═══ STORED DATA

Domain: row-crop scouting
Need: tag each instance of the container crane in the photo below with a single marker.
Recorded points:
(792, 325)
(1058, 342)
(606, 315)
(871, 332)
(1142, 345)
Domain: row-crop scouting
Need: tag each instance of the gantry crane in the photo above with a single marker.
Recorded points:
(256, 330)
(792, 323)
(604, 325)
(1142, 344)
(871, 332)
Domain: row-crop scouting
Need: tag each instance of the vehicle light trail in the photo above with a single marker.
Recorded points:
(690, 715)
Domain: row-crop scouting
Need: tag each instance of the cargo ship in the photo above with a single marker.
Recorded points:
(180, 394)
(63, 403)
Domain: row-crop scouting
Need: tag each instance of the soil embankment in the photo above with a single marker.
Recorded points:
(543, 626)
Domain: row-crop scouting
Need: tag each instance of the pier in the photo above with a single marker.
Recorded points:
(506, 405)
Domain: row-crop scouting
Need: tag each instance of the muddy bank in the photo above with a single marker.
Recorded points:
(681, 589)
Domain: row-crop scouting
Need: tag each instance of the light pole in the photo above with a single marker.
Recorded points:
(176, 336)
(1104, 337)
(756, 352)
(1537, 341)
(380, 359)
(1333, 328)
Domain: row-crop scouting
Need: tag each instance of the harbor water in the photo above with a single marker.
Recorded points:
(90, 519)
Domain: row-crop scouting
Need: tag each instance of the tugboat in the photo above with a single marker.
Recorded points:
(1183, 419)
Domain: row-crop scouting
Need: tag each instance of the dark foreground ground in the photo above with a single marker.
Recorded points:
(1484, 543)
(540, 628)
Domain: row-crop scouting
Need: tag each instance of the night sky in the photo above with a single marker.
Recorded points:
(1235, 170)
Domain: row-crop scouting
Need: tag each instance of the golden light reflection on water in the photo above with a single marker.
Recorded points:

══════
═══ STORED DATA

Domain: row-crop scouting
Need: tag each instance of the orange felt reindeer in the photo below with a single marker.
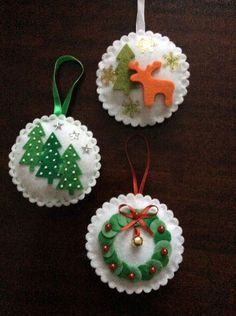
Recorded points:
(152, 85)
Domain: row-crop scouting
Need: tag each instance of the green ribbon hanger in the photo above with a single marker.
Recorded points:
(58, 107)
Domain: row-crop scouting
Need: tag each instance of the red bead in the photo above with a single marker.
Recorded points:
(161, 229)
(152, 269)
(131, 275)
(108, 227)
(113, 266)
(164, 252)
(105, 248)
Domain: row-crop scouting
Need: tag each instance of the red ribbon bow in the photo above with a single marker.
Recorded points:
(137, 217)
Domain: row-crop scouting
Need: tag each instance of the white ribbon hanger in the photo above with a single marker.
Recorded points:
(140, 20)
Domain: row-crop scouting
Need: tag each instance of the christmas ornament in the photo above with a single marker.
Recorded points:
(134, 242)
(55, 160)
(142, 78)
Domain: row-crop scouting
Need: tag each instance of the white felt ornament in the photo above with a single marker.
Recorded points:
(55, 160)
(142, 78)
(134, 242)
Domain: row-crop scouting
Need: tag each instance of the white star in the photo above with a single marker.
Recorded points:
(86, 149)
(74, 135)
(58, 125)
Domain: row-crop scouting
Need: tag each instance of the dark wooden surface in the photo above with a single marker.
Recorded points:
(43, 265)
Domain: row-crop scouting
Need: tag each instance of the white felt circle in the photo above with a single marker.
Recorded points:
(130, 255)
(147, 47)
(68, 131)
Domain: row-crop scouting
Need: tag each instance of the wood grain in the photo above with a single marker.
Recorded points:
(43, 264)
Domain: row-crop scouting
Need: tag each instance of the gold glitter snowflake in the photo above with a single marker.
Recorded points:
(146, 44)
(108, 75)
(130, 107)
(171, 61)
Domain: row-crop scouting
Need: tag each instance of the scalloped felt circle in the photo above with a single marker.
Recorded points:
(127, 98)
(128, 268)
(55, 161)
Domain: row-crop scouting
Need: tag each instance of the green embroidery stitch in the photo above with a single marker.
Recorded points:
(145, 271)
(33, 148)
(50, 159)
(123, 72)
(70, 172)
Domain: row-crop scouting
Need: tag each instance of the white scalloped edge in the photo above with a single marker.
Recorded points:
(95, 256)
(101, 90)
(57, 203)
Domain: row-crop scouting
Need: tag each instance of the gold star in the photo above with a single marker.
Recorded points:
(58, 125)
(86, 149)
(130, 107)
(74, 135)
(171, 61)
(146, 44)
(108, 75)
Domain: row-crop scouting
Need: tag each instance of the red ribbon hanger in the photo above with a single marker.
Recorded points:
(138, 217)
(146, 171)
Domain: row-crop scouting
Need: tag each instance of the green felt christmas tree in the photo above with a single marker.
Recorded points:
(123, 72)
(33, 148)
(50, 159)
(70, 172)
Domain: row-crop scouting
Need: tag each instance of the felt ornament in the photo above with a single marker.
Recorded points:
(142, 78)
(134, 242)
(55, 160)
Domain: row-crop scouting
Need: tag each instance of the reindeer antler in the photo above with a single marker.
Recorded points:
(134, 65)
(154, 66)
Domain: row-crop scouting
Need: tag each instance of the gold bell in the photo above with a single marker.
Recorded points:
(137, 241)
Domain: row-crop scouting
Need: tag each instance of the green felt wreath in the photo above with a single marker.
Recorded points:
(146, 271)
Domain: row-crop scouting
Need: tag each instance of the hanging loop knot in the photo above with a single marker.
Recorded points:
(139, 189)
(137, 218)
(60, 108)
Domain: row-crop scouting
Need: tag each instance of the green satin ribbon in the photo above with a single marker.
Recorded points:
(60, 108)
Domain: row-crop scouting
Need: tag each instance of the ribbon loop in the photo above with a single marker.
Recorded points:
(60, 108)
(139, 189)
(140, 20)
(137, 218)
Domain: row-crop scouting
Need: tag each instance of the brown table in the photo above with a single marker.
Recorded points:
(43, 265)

══════

▶ **TASK BRIEF**:
Locate every line in the items above that contains the word "below" and copy each of those lines out in full.

▶ **EXERCISE RESULT**:
Need: tag each instance of the container crane in the photo below with a single marker.
Need: tag each instance of the orange felt reindeer in the photo below with a single marker.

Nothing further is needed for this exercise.